Write out all the rows below again, request lines included, and shift every x and y coordinate in the answers up by 55.
□ □ □ □
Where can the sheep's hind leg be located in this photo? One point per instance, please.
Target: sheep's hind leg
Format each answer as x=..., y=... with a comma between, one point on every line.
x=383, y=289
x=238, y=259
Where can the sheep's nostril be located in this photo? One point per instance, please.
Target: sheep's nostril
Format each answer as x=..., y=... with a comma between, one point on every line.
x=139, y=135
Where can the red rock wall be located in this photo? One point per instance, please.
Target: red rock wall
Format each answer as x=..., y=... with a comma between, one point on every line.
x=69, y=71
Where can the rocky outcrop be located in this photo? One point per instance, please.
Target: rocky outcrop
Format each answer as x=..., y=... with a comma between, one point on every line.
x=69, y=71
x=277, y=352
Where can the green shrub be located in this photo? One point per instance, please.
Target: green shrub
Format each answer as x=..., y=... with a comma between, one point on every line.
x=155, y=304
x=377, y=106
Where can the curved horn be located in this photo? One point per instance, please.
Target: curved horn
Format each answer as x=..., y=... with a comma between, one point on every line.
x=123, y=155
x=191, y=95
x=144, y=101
□ □ □ □
**Full answer**
Where can the sheep's hind leg be located in this photo? One point per instance, please.
Target: sheep's hind leg
Format each answer as x=..., y=... with a comma between, one point on every line.
x=438, y=344
x=293, y=314
Where can the sheep's nostril be located in this photo? One point per instance, please.
Target: sheep's nostril
Format each answer as x=..., y=... with a comma between, one point on every line.
x=194, y=190
Where can the red rock wall be located in this photo? One point per instance, please.
Target: red rock wall
Format each answer as x=..., y=... with a comma between, one point on every line.
x=124, y=126
Where can the rocky outcrop be located in this photo? One point per instance, please.
Target: rocky outcrop
Format each answer as x=..., y=... with a comma between, one point on every line.
x=124, y=126
x=332, y=407
Where can the green shrub be located in this photo? One point per instance, please.
Target: green shrub
Format each answer as x=..., y=... with a comma between, one point on every line.
x=210, y=359
x=432, y=161
Where can the curved horn be located in this photo? One point per instance, please.
Target: curved horn
Format each answer as x=..., y=... with a comma between, one point on every line.
x=178, y=210
x=246, y=150
x=199, y=156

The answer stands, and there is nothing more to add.